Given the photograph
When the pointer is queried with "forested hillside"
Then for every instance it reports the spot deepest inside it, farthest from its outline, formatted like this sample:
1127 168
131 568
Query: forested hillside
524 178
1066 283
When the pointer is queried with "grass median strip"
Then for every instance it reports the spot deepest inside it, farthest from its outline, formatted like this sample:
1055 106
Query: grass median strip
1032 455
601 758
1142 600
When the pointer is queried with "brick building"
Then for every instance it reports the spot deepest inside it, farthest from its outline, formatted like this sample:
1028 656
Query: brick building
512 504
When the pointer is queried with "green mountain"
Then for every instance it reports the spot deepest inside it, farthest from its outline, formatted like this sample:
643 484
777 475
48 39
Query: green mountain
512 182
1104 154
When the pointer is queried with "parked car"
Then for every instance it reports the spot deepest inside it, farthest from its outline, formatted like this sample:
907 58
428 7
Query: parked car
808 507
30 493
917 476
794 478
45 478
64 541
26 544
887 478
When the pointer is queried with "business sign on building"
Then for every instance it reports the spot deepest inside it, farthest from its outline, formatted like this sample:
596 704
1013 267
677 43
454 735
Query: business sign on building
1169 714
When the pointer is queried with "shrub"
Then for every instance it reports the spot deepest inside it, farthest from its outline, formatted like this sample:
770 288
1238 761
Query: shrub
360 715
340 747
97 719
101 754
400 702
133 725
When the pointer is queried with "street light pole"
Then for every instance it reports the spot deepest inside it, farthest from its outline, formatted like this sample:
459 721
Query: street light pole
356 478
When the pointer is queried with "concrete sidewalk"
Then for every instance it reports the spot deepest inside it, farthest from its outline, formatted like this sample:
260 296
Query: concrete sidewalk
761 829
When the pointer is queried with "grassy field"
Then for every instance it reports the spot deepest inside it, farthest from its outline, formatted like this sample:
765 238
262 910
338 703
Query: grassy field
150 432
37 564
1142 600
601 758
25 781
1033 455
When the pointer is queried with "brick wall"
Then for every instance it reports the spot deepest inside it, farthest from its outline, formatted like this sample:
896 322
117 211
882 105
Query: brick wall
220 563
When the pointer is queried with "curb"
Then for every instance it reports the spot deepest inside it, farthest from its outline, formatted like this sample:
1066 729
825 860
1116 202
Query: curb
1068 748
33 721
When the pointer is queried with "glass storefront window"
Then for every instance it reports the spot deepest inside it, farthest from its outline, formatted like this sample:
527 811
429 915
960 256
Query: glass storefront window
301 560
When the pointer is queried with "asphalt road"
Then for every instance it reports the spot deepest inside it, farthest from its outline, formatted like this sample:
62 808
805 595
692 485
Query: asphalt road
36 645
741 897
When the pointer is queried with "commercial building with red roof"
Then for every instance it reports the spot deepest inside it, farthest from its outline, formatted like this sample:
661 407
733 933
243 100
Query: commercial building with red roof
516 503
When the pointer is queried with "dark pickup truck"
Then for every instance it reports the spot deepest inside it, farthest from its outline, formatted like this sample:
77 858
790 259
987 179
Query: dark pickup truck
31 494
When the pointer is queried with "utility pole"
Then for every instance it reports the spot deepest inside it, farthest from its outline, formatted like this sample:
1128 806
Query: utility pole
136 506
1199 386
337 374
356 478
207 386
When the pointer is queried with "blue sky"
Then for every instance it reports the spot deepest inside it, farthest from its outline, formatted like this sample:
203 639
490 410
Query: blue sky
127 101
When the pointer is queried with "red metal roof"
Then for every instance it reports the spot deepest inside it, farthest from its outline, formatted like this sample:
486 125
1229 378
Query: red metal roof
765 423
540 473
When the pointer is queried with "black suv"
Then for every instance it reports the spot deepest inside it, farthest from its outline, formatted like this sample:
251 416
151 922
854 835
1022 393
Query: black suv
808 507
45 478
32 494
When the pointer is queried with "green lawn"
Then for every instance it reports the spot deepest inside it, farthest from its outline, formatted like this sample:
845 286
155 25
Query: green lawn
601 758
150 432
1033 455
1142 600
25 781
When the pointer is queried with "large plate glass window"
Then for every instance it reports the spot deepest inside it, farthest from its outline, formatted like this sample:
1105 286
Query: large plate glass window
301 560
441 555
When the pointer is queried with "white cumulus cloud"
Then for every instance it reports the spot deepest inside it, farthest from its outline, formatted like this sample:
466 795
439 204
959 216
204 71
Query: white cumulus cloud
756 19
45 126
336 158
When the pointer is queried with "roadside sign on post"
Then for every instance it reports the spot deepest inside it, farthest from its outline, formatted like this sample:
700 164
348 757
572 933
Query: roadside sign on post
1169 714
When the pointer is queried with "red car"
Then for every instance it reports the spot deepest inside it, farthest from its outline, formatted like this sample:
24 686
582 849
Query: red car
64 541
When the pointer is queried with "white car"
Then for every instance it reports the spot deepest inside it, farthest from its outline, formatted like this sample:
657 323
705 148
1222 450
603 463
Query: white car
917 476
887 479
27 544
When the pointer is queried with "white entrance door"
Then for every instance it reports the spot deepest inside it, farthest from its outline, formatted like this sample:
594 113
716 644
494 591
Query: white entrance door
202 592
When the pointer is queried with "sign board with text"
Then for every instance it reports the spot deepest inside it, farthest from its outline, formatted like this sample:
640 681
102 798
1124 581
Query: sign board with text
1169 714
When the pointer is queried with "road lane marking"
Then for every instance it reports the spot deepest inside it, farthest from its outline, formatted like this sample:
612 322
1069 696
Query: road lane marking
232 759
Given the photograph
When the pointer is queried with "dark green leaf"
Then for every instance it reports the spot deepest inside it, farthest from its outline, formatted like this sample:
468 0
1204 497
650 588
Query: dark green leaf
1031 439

────────────────────────────────────────

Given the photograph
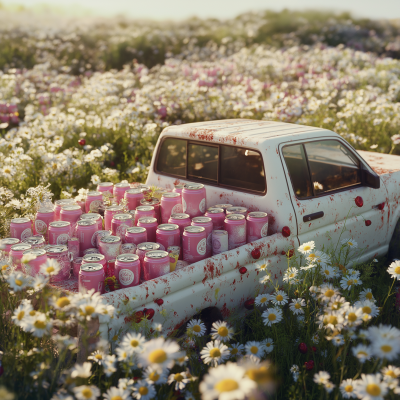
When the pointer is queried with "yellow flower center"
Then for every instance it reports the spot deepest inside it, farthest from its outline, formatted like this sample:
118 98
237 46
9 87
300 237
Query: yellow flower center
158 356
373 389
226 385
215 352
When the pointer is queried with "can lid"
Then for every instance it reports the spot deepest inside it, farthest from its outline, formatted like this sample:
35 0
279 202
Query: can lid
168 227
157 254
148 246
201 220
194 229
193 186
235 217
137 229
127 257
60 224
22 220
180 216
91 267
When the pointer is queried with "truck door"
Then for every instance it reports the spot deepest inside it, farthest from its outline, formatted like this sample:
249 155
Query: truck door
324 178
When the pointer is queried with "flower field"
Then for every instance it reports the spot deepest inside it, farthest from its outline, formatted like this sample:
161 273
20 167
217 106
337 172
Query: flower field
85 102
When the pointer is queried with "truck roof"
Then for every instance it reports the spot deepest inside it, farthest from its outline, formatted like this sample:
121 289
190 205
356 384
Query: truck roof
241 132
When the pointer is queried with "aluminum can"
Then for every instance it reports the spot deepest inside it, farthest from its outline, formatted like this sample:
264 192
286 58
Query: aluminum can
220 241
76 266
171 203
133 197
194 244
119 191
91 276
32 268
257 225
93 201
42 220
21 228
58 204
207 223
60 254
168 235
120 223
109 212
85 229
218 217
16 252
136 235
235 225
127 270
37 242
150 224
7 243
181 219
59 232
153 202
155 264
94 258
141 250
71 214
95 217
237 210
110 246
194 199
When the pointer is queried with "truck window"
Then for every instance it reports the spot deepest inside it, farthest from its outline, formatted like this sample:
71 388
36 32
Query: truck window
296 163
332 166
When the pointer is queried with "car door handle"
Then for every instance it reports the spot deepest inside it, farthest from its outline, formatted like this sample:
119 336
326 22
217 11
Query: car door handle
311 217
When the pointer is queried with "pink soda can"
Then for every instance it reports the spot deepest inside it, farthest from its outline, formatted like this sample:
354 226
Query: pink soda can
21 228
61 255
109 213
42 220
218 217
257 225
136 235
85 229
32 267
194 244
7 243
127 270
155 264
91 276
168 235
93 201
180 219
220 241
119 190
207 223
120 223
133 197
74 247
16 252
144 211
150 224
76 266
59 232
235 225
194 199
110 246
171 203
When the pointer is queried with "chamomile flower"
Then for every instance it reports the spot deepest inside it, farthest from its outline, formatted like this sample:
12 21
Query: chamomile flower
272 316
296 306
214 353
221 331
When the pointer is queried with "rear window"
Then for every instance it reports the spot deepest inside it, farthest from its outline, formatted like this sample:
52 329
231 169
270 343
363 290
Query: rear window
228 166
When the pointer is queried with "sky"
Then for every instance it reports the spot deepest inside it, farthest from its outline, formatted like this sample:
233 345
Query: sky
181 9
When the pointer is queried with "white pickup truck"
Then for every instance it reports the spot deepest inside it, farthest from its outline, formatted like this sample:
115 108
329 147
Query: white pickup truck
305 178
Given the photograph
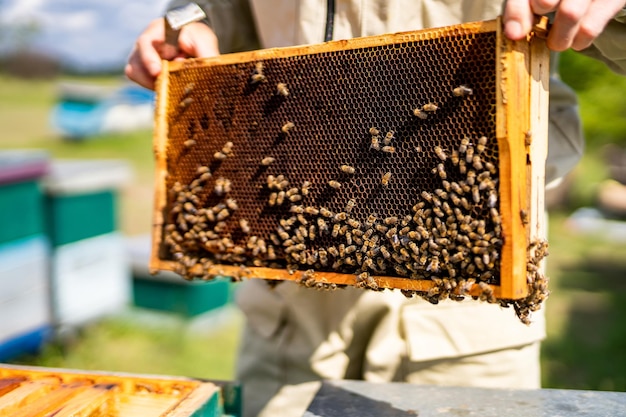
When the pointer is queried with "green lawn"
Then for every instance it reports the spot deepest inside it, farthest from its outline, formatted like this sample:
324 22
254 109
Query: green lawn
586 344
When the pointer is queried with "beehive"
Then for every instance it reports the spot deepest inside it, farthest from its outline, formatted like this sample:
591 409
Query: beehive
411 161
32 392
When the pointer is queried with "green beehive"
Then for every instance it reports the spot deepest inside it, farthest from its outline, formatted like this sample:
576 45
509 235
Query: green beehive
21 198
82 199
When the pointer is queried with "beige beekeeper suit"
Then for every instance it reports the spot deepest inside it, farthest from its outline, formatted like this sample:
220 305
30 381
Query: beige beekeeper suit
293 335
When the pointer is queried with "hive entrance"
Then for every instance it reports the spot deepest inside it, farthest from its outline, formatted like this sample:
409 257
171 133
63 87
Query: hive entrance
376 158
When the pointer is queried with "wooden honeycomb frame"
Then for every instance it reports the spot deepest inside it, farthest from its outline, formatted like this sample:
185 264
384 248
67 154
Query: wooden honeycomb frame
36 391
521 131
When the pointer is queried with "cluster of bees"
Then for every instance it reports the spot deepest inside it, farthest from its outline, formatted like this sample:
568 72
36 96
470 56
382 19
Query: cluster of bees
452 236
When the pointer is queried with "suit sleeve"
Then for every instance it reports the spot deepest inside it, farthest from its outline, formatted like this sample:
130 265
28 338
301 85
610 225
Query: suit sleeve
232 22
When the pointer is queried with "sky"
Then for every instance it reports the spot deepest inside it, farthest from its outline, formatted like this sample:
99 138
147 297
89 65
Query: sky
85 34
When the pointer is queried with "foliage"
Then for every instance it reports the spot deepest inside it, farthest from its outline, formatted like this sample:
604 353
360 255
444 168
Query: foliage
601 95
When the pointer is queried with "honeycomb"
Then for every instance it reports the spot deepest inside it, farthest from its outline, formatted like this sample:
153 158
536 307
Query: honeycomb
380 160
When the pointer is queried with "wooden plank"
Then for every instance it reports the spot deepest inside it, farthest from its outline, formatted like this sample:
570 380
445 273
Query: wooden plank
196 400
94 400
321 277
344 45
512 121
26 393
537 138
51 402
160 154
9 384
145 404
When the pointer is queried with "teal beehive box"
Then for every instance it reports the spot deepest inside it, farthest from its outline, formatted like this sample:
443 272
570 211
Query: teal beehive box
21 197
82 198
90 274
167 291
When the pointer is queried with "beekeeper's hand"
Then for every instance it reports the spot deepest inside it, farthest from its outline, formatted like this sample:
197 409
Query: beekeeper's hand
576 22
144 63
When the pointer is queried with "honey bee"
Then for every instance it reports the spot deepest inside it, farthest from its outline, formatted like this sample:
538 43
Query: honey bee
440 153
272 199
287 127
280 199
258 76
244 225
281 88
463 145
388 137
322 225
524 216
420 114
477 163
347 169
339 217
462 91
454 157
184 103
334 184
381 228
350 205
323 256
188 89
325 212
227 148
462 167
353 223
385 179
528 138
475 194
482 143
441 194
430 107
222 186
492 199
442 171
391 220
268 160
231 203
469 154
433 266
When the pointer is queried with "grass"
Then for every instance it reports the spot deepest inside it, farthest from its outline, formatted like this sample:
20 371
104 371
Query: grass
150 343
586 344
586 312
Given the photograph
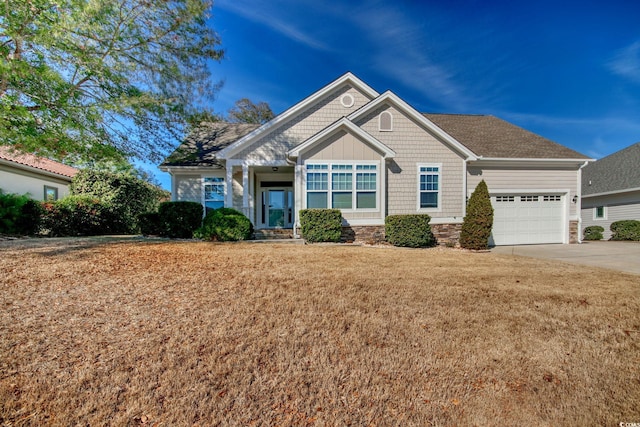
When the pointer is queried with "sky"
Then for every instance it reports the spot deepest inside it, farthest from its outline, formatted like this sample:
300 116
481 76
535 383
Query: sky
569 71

────────────────────────────────────────

▶ **Stated exercise**
Please return every line of the records that contains the word "post".

▶ **Final result**
When the pointer is queried with "roadside sign on post"
Query: roadside sign on post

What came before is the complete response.